> _Problems to solve_:
1 - The article on healthy living and drug use says that Derek's rationale "may not be invalid." In one to three sentences, explain why, according to the article.
2 - Please copy the stretch of the article on healthy living and drug use from "One of the factors" through "out of guilt.".

> _Supplied text_:
For Herie, it’s the personal branding of individuals with the increasing presence on social media that likely drives the intersection between healthy living and drug use. “It’s all part of that kind of brand, the partier person that’s in festival culture or club culture and wants all the drugs that go along with that and at the same time the kind of vegan and political consciousness. So maybe part of it is, ‘If I’m healthy, I can indulge.’”
Derek’s justification for his drug use comes in a similar form to Herie’s speculation. He said, “if I eat healthy enough and go to the gym enough then on the weekend, one or two nights won’t affect my health that badly.” And his rationale may not be invalid. As a form of harm reduction, Herie said there might be cause to believe that exercise provides a protective factor for hard drug users like it does for tobacco users. An article published in 2006 for The Society for Research on Nicotine and Tobacco suggests that physical activity may delay diseases related to tobacco use. This is especially relevant for those who find they crave smoking while under the influence of drugs and alcohol, something that Derek and many others are prone to. Factors such as these contribute to the complexity of the health versus substance use relationship, as these variables dictate where a specific person lies on “the spectrum of risk,” according to Herie. Additionally, Herie said factors such as genetics and social capital determine whether someone can use safely and without completely compromising the integrity of health.
One of the factors Herie mentioned was an individual’s social network.
Though drug use is not uncommon among young people, studies conducted in 2015 by CAMH show that non-drug users make up the majority of the teenage population, which Herie said can be extrapolated and applied to young adults. “Depending on who a person is associating with; it might look like that’s what the majority of the population is doing. If you’re going to a festival, going to a club, that is what the majority are doing. But not everyone that age is doing those activities that often.”
“I think it’s actually really common, even just from people I know. I know people who are really into the health stuff, and then they go and do a night out drinking and doing cocaine,” said Hucko, who also admitted that he would only do drugs with his drug-using friends while abstaining around his other friends out of guilt.

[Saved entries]
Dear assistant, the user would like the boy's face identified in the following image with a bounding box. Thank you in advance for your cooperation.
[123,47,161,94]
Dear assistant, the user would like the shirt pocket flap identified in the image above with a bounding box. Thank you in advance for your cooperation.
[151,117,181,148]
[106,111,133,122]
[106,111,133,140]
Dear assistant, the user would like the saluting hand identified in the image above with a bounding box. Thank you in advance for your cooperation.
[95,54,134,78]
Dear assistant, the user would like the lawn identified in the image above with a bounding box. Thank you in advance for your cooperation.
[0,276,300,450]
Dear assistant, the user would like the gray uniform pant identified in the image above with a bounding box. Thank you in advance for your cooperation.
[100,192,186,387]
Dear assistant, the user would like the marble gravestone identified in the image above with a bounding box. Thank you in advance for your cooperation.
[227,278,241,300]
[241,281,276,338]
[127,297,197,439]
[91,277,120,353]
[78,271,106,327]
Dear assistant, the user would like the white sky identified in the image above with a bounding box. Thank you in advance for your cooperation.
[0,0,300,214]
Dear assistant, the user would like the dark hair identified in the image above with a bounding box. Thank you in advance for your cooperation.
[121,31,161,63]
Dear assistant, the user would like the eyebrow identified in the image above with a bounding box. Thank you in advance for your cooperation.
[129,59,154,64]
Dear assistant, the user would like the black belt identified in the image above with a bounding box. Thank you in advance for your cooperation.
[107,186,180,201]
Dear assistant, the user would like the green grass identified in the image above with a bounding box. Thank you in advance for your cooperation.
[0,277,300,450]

> _Answers to the tasks_:
1 - Herie said that, as a form of harm reduction, exercise might give hard drug users a protective factor, as it does for tobacco users. An article published in 2006 for The Society for Research on Nicotine and Tobacco suggests that physical activity may delay diseases related to tobacco use.

2 -
One of the factors Herie mentioned was an individual’s social network.
Though drug use is not uncommon among young people, studies conducted in 2015 by CAMH show that non-drug users make up the majority of the teenage population, which Herie said can be extrapolated and applied to young adults. “Depending on who a person is associating with; it might look like that’s what the majority of the population is doing. If you’re going to a festival, going to a club, that is what the majority are doing. But not everyone that age is doing those activities that often.”
“I think it’s actually really common, even just from people I know. I know people who are really into the health stuff, and then they go and do a night out drinking and doing cocaine,” said Hucko, who also admitted that he would only do drugs with his drug-using friends while abstaining around his other friends out of guilt.